#### [GIVEN TEXT]

This is the face of 21st-century poverty-a hard-working woman with children caught in a system that refuses to pay what her services are worth.
Virtually all of the money for these workers comes from taxpayers. But the money-inadequate to begin with-makes a long and debilitating trip from Medicare and Medicaid, the dominant providers, to the pay envelopes of the workers. In between are the certified home health agencies, which take their cut for a variety of services and administrative costs, and then the subcontractors of the certified agencies, known as licensed home care service agencies, which siphon off a lot more for operating expenses and profits. The workers are last and least.
"These are among the lowest paid workers in New York State," said Dennis Rivera, president of 1199/S.E.I.U., the health-care workers' union. "They take care of the people who are dying, or are too infirm to bathe themselves or feed themselves. But they're so impoverished they can't provide for their own families."
Mr. Rivera's union is the largest in the state. His most recent mission has been to bring thousands of non-unionized home health workers into the fold. More than 15,000 home health aides in the city have voted to join the union, but negotiating contracts with the various licensed home care service agencies has proved extremely difficult.
Mr. Rivera is pushing the matter aggressively on two fronts. In the court of public opinion, his union has posed the issue as a moral or ethical one: "Should we allow those on whom we rely to provide assistance to our loved ones to live in poverty and deprivation?"
And in the arena of hardball labor negotiations, 1199 is threatening to call the nation's first strike ever by home health aides. If no contract is reached by Sept. 18-next Wednesday-union members will begin a strike against Premier Home Health Care Services, which employs about 3,500 home health aides.
The president of Premier, Arthur Schwabe, agrees that the workers are underpaid and deserve health coverage and other benefits. "I want wage and benefit increases for my people," he said.
But for that to happen, according to Mr. Schwabe, the government would have to come up with more money, or the union would have to take the money that is already available and divide it among many more workers.
Neither of those options is likely.
Sep 12, '02
I definitely agree that home health aides and homemaker/companions are some of the most overworked and underpaid people around. Occasionally when we are understaffed due to illness or vacations, I have to go out to cover for one of the aides, and boy, I really appreciate all they do after that! I'm not sure I could do all the things they do every day and still have a smile on my face. They really don't get all the credit or benefits to go along with it for what they deserve!

#### [COMPLETE THE FOLLOWING]
A – Write out the part of the home health aides text between "But for that" and "many more workers.", inclusive.
B – In the home health aides text, about how many home health aides work for Premier Home Health Care Services?

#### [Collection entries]
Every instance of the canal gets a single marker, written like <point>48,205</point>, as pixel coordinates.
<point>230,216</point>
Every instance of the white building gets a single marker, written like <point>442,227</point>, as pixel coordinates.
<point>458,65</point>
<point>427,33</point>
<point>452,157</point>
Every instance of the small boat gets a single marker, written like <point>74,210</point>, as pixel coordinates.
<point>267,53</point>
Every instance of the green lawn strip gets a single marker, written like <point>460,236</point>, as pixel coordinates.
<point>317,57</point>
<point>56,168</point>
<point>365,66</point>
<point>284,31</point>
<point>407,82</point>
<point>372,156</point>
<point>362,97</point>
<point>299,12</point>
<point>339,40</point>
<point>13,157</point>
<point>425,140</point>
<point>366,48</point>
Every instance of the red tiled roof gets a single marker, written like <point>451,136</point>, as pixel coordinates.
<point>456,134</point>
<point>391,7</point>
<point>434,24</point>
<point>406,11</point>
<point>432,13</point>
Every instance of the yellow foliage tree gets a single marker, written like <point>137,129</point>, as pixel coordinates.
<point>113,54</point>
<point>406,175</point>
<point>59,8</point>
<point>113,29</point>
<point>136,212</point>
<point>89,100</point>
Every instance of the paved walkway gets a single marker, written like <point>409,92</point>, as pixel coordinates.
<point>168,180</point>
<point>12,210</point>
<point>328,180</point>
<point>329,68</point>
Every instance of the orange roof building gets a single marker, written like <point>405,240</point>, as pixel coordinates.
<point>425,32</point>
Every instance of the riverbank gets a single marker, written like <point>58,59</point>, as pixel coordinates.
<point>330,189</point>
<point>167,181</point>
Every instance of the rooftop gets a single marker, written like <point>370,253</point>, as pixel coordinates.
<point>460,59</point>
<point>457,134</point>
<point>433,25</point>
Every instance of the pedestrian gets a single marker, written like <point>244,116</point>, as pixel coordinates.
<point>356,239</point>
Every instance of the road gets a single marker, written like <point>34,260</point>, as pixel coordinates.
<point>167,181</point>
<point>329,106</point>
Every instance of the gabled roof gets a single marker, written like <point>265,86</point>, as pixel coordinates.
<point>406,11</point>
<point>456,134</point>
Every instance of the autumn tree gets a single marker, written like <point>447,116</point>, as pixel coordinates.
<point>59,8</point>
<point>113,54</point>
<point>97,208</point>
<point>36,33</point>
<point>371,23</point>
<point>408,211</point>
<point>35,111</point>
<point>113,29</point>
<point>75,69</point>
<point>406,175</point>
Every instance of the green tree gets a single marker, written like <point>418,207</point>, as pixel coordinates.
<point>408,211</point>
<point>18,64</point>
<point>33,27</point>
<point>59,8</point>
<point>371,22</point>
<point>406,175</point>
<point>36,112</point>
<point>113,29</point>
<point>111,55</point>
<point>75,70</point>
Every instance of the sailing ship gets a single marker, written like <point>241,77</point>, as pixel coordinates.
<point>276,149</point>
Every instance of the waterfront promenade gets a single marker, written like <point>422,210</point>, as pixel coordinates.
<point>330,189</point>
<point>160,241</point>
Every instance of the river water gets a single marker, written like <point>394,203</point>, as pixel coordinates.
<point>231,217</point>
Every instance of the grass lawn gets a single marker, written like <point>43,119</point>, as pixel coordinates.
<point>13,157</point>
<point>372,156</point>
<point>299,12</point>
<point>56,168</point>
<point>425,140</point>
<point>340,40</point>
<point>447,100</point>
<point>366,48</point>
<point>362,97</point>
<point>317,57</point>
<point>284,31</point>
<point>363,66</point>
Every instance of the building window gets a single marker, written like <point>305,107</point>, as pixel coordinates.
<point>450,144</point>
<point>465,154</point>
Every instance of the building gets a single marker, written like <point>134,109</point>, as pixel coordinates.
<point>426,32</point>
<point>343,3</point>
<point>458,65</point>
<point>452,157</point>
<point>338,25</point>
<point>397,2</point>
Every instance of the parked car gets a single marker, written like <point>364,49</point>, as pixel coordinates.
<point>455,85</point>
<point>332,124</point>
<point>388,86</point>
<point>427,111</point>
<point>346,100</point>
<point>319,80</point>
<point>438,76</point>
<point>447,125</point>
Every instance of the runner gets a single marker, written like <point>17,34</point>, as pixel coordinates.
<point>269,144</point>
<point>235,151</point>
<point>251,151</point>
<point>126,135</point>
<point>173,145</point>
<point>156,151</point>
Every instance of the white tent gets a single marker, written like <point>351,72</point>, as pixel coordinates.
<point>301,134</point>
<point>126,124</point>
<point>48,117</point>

#### [RESULTS OF THE TASKS]
A –
But for that to happen, according to Mr. Schwabe, the government would have to come up with more money, or the union would have to take the money that is already available and divide it among many more workers.

B – About 3,500